# Aggressive doe...keep or move on



## D Bar J Acres (Nov 5, 2007)

I have a 5 y.o. mini mancha doe (82% LM, so quite large). I got her in early October. As soon as in with the herd (10 others, ND and MM) she was immediately herd queen. She is a VERY aggressive queen. She nails my mini aussie any chance she gets when he's out helping do chores (he has no herding instincts, doesn't bother the goats, but runs around like a goon), she's now gone to ramming our Bernese Mtn Dog (who's got the temperment of a kitten, and wouldn't hurt a fly, think...big and dumb). She will hit another doe hard, hit my smallest going to be FF ND extremely hard yesterday, and during feeding has to be tied up as she bites and grabs any other doe she can.

Only problem, she's got very nice conformation to work with and I love her personality towards people. She's actually let me take the herd on walks to the woods and fields, something I've never been able to do. Altho I'm thinking the other girls know the routine and may go on their own now.

Would you keep her and risk her breaking or aborting someone, or get her out to a bigger herd (she came from a 80 head herd), or another herd with bigger goats at least. I will keep her till she kids mid March as I really want her kids.


----------



## Tracy in Idaho (Oct 26, 2007)

Well I can tell you - I sold mine! She did great in another herd, but mine breathed a sigh of relief when she left! She caused several abortions here before I got rid of her....and she wore a ram shield until I sold her.

So no - I wouldn't keep her! Just my opinion


----------



## MF-Alpines (Mar 29, 2010)

Get a doeling from her and move her on!


----------



## D Bar J Acres (Nov 5, 2007)

Darn, was thinking that may be the best. Everyone else will be so happy tho. Except for the dog ramming, I think it's food related. She was thin when I got her and just really acts out around food. In the pasture she's fine, standing in the calf huts between the water tank and the barn she's fine, it's just around the hay and grain, which is where more damage is to happen from stories I've heard. Hopefully she give me a nice doeling.


----------



## hsmomof4 (Oct 31, 2008)

I wouldn't have her around after she kids. My kids still talk about the "mean goats" even though I've gotten rid of them (and they weren't even terribly mean) and all of the remaining goats are extremely sweet.


----------



## Trysta (Apr 5, 2011)

I bet you she was very low ranked in her original herd. My herd is a bit 'all over the place' in age, breeds and size' and in my experience when you move a lowly goat that gets beaten up to another pen to protect her, and in that pen she's the larger/stronger doe, then instead of being happy and taking break that doe almost always turns around and becomes a big bully herself.

I've had that so many times! The latest one was a very, very small milking yearling that was brought here last May. She had no ranking in the milking group and was a bit on the skinny side when I dried her up at the end of her lactation, so I put her separate in a pen with two young, shy does. Figured she could use some rest and the young does were getting grain, while the 'just dry' group didn't. Instead of enjoying the pampering, she spent all her time scaring the young does senseless and beating them up! 

Ugghh, they are so much like....like.....HUMANS!!!!

Marion


----------



## Trysta (Apr 5, 2011)

Job A. In the thread about the aggressive doe, how long does the original poster intend to keep her?
Job B. List every distinct username that appears as a post header in the thread about the aggressive doe.
The lines that come after this thread are not needed.

Excerpted records.
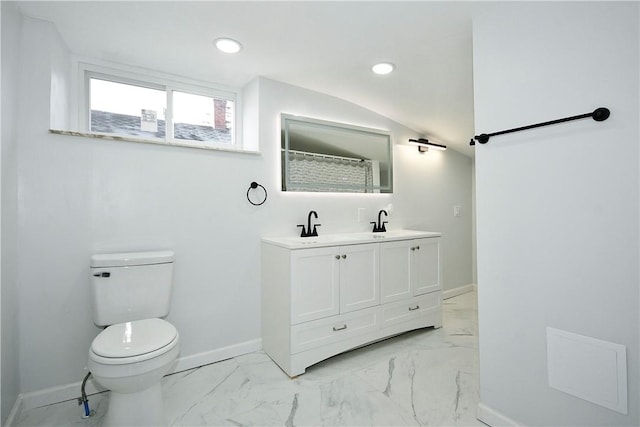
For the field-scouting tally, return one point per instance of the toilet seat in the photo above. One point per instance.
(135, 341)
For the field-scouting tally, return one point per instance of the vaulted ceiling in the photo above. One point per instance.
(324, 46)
...
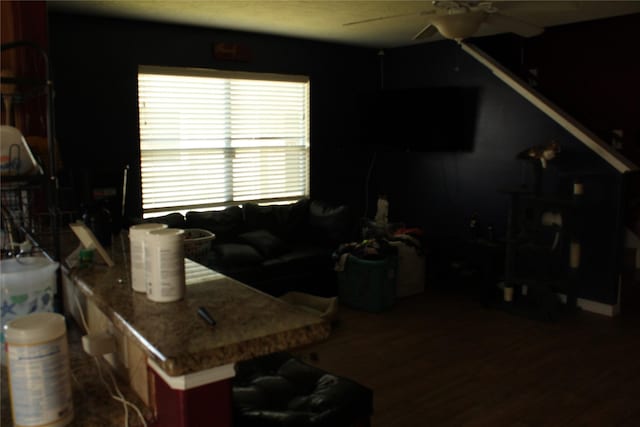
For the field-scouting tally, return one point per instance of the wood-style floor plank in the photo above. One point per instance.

Worked answer A. Until she kids in mid-March.

Worked answer B. D Bar J Acres, Tracy in Idaho, MF-Alpines, hsmomof4, Trysta